> _Texto fornecido_
━━━━━━━━━━━━━━━━

Quando li esse texto, um pensamento brotou espontaneamente: e a comunicação? E a mídia? Decerto, em 1651, a mídia não importava tanto como hoje, e a omissão de Hobbes deve-se a isso. Mesmo assim, causa espécie que Hobbes tenha esquecido de funções essenciais ao ser humano, e portanto também ao monstro por ele criado, mesmo naqueles tempos: a fala e a audição. O Leviatã de Hobbes é surdo e mudo!

Hobbes inevitavelmente teria que topar com o tema. No capítulo IV, intitulado Da linguagem, persiste no mesmo enfoque. Assim começa: "A invenção da imprensa, conquanto engenhosa, comparada com a invenção das letras, é coisa de somenos importância". O filósofo, definitivamente, não era um amante da mídia. Ele elocubra sobre a origem da linguagem, seu desenvolvimento através dos tempos, mas não conseguiu entender que, se pretendia estabelecer comparações entre o homem e o Estado, deveria associar a imprensa à voz do Leviatã, ao grito do monstro!

━━━━━━━━━━━━━━━━

> _Trechos de dados_
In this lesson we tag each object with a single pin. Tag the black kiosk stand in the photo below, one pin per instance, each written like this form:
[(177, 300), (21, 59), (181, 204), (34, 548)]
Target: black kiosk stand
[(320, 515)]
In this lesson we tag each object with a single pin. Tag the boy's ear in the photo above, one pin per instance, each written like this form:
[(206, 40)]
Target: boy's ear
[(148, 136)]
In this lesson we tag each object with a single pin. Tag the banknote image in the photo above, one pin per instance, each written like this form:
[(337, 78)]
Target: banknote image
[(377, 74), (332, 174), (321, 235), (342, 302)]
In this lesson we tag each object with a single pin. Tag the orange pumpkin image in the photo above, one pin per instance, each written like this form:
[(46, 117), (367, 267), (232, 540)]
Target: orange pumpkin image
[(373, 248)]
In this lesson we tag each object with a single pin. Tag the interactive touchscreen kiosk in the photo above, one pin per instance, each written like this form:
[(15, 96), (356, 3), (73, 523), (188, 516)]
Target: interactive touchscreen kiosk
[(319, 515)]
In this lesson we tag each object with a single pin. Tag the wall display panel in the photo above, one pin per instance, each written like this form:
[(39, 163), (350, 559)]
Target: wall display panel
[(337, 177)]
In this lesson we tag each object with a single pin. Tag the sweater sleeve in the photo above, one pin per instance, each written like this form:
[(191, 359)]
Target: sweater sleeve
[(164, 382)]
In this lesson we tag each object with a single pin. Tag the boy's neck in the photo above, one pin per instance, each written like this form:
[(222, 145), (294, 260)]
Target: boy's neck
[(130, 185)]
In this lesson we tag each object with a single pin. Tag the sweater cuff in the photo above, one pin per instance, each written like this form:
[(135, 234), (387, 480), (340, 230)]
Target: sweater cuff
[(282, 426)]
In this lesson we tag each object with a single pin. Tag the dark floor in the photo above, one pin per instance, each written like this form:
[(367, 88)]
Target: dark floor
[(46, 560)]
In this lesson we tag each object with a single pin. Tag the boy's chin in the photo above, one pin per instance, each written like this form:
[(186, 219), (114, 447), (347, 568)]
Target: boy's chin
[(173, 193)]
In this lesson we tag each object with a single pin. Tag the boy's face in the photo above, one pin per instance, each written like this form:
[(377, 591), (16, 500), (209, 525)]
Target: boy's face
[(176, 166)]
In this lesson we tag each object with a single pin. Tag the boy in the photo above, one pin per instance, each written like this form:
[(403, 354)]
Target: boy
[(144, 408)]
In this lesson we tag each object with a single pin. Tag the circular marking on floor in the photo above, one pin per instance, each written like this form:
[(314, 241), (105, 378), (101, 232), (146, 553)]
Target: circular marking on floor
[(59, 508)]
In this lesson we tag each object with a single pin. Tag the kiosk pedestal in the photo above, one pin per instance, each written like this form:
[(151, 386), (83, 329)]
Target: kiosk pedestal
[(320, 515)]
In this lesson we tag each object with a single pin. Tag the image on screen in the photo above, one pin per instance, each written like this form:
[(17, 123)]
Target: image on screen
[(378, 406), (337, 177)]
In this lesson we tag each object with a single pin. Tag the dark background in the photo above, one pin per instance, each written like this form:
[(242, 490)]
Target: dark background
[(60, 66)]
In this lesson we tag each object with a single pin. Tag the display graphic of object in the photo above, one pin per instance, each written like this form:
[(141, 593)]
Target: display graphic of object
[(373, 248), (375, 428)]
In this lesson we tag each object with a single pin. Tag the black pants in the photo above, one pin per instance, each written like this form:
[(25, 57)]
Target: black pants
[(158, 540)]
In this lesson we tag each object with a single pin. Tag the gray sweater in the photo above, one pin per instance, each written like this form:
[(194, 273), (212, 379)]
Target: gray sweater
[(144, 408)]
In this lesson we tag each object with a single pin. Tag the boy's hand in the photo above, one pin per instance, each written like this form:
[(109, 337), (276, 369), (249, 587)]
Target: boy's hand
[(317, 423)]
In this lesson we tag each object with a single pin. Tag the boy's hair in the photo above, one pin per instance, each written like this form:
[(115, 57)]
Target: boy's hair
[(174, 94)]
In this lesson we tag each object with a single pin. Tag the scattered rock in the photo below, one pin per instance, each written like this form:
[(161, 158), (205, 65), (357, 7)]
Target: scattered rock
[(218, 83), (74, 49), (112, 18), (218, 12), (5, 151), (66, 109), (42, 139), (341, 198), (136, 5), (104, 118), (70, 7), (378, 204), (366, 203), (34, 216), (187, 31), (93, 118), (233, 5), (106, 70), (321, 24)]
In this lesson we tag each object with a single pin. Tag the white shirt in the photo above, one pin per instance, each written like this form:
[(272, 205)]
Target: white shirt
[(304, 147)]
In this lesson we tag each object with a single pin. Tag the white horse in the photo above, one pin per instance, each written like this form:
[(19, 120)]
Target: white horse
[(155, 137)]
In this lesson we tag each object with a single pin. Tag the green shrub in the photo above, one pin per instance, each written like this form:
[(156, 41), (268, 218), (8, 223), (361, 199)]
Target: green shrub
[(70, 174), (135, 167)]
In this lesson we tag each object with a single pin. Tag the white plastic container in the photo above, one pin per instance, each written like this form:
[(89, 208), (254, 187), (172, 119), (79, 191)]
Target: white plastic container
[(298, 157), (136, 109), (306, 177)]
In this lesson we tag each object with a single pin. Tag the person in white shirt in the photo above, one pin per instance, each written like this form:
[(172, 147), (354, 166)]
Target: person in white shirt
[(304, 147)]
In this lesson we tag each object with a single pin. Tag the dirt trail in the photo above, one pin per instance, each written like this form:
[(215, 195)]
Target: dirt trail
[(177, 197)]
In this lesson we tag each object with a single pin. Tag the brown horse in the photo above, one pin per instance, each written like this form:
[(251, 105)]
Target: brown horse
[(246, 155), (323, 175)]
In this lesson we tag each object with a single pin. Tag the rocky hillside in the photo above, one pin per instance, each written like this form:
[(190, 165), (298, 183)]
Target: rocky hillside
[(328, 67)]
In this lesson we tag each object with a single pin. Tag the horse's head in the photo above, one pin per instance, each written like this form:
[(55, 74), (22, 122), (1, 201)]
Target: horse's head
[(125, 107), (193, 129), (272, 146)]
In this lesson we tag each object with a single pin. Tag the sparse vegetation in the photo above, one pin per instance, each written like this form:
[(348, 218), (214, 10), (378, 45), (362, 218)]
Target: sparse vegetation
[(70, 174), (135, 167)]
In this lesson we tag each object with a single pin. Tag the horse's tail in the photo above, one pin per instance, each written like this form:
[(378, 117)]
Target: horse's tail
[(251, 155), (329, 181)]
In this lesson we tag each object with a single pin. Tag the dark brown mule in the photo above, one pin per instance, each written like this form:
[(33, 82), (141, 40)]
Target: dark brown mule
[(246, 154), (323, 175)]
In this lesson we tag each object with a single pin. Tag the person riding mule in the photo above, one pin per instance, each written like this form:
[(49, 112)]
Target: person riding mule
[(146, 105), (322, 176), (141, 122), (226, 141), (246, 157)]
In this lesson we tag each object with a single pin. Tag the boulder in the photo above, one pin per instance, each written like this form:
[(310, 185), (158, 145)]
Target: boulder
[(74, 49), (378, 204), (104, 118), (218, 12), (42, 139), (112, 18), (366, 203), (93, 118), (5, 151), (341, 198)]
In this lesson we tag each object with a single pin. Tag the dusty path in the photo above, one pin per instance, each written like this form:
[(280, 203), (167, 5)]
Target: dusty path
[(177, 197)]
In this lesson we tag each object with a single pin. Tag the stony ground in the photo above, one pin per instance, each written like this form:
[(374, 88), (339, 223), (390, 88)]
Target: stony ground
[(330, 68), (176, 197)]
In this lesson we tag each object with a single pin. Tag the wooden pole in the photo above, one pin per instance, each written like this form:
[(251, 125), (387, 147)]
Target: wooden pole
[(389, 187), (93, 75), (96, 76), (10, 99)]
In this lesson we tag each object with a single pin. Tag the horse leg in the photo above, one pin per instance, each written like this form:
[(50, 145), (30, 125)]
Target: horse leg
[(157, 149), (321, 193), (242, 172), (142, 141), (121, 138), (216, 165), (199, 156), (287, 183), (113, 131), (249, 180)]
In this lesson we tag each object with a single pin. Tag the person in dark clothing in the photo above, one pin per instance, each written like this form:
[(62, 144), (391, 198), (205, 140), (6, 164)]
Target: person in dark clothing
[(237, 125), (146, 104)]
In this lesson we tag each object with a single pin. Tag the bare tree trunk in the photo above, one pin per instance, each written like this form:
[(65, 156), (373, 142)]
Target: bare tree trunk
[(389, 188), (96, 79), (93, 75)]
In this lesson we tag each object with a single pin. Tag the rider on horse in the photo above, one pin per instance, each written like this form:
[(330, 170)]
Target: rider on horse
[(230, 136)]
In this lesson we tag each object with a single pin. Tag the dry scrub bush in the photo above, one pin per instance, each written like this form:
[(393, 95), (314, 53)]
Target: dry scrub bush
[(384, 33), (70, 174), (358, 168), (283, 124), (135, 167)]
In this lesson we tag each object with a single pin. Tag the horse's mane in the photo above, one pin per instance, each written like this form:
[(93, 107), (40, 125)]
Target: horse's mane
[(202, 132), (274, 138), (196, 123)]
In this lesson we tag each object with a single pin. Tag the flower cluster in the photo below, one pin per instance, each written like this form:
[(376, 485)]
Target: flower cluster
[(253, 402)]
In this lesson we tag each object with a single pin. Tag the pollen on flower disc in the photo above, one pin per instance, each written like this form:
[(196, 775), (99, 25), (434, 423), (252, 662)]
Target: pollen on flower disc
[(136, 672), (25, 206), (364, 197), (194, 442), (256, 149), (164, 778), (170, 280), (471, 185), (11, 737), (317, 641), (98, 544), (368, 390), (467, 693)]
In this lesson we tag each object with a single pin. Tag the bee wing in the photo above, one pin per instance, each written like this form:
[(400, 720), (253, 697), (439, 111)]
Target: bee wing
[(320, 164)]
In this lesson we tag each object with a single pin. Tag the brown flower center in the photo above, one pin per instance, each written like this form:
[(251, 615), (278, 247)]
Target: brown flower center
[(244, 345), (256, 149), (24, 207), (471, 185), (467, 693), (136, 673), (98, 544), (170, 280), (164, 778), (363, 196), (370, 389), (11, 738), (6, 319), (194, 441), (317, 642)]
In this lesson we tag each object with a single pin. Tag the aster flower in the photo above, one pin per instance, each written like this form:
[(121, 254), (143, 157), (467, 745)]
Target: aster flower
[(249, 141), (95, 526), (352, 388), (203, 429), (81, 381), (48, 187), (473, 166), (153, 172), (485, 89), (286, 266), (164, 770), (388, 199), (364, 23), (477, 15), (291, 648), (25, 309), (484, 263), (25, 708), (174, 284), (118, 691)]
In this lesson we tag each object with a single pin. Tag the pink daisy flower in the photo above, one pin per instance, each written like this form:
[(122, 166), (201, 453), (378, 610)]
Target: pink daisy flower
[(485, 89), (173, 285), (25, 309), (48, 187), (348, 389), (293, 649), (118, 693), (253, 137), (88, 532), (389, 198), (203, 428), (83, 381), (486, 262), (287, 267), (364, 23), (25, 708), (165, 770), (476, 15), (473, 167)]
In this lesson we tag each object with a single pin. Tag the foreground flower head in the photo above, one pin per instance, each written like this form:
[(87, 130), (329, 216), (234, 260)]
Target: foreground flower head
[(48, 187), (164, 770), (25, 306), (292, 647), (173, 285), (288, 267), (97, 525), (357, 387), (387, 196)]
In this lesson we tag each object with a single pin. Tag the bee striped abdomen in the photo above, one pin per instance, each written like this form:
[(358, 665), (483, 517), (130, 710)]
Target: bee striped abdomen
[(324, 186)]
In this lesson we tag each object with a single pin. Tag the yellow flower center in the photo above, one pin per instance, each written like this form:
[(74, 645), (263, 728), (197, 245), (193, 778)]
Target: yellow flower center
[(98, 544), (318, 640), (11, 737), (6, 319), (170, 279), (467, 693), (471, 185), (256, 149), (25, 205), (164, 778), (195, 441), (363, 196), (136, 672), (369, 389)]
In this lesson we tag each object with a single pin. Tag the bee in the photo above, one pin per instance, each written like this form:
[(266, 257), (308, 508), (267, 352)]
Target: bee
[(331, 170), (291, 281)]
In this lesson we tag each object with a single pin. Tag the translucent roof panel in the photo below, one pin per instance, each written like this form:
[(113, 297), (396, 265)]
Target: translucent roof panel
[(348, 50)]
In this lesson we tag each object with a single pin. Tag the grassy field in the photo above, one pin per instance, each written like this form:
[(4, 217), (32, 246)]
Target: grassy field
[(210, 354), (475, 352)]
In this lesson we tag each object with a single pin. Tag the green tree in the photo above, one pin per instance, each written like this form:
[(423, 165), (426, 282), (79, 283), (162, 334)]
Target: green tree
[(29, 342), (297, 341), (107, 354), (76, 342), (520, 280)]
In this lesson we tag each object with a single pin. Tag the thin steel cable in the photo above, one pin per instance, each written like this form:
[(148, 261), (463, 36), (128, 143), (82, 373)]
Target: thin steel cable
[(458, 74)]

━━━━━━━━━━━━━━━━

> _Tarefas_
a) Responda, com base no texto sobre o Leviatã de Hobbes:
(i) Em que ano, segundo o texto, a mídia não importava tanto como hoje?
(ii) Qual é o título do capítulo IV?
(iii) Quais funções essenciais ao ser humano Hobbes teria esquecido?
b) De acordo com o texto sobre o Leviatã de Hobbes, por que Hobbes deveria ter associado a imprensa à voz do Leviatã? Explique em até três frases.
c) Dê sequência ao texto sobre o Leviatã de Hobbes, começando logo após a última frase.

> _Respostas por tarefa_
a)
(i) Em 1651.
(ii) Da linguagem.
(iii) A fala e a audição.

b) Hobbes deveria ter feito essa associação porque pretendia estabelecer comparações entre o homem e o Estado. Assim, a imprensa faria o papel da voz do Leviatã, do grito do monstro.

c)
Mas sejamos tolerantes com o nobre pensador inglês. Afinal, talvez o Leviatã de sua época fosse mesmo mudo, o que explicaria a necessidade do Estado de se fazer ouvir através de massacres, expurgos, guerras, quando mau-humorado, ou festas e eventos públicos, em caso de acordar bem disposto.

De qualquer forma, está bem claro que, séculos mais tarde, o poderoso Leviatã aprenderia a falar muito bem. Como se tornaria loquaz! Então saltemos logo para os dias de hoje, porque não estamos aqui para falar de história. Até pouco tempo atrás, o monstro hobbesiano também era surdo. Veja-se o caso do Brasil. Em 1984, apesar da maioria da população brasileira desejar o fim da ditadura, precisou reunirem-se centenas de milhares de pessoas em praças públicas, para que, unidas num só grito, sua voz chegasse, embora embaçada e fraca, aos tímpanos mal formados do Leviatã; o qual, trajando uniforme militar - que havia sido seu disfarce para tomar o poder, vinte anos antes - ocupava, ou melhor, usurpava, o Palácio do Planalto.

Expulso do governo, o temível monstro, conforme sua prática desde tempos imemoriais, decidiu instalar-se em outra instância de poder; e adentrou, orgulhoso e autoritário, as salas de redação.